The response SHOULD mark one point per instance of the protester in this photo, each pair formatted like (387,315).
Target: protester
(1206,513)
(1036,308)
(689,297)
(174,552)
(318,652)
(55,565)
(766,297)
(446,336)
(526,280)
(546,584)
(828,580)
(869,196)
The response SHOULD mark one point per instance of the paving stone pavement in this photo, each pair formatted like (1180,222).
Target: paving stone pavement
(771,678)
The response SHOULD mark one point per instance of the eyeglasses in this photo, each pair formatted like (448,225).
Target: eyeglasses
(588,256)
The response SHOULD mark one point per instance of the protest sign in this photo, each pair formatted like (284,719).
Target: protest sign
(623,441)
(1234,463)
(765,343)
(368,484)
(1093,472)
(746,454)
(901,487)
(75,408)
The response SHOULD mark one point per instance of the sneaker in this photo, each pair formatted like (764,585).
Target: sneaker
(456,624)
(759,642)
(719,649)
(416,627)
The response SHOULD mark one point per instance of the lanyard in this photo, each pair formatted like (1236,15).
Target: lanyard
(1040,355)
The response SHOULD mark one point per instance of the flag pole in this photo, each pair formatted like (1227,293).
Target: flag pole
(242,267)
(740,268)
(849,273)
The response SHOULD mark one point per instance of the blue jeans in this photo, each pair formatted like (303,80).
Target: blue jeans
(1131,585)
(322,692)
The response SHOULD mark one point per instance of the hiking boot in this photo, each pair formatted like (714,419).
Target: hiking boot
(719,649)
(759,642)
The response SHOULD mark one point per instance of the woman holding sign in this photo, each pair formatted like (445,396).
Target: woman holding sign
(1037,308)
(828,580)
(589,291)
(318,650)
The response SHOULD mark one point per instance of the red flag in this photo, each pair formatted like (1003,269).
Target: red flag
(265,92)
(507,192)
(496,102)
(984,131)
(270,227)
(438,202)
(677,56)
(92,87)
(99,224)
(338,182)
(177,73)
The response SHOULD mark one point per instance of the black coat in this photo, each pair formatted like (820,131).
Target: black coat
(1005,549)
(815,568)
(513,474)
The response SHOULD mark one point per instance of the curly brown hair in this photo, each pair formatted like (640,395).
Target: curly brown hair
...
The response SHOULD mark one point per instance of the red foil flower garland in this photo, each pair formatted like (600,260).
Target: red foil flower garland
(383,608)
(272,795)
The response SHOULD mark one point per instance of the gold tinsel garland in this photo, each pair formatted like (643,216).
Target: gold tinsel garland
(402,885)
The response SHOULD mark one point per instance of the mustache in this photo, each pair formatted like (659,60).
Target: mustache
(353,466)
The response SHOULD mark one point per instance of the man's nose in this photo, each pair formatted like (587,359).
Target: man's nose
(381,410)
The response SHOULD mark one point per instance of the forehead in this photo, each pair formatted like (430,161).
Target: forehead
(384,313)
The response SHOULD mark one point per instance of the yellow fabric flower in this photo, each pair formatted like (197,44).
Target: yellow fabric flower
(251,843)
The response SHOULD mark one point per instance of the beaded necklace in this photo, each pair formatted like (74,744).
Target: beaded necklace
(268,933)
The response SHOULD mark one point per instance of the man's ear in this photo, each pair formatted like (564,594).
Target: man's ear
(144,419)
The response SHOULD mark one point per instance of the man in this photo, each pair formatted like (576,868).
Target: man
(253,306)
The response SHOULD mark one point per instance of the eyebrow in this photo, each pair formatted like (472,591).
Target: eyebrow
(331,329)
---
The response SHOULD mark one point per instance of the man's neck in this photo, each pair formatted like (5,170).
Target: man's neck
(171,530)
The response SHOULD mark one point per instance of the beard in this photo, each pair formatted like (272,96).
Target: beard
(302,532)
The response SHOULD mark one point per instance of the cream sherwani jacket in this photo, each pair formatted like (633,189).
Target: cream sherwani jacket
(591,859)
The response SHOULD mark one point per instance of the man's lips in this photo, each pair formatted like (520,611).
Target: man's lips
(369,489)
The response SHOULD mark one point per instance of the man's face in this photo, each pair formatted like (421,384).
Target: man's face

◆ **WRITTEN EXERCISE**
Can you write out again the data above, from the line containing "The response SHOULD mark one point per instance of the beard" through the line containing "Target: man's face" (both lines included), raising every number in the answer coordinates by 101? Keep the request lines, including their sample pairs, unchanged.

◆ **RESPONSE**
The response SHOULD mark one point per instance of the beard in this photo, each pair formatted like (272,96).
Target: beard
(403,633)
The response SHOULD mark one point per instance of the cream sherwani jacket in this photo, each pair formatted like (633,189).
Target: cream sherwani jacket
(692,960)
The response SHOULD mark one point per instance of the man's lips in this photo, each pair formatted like (520,611).
Target: man's lips
(470,590)
The response SHOULD mark one point per instance of the man's face in this photo, each pair formatted like (421,384).
Target: man's face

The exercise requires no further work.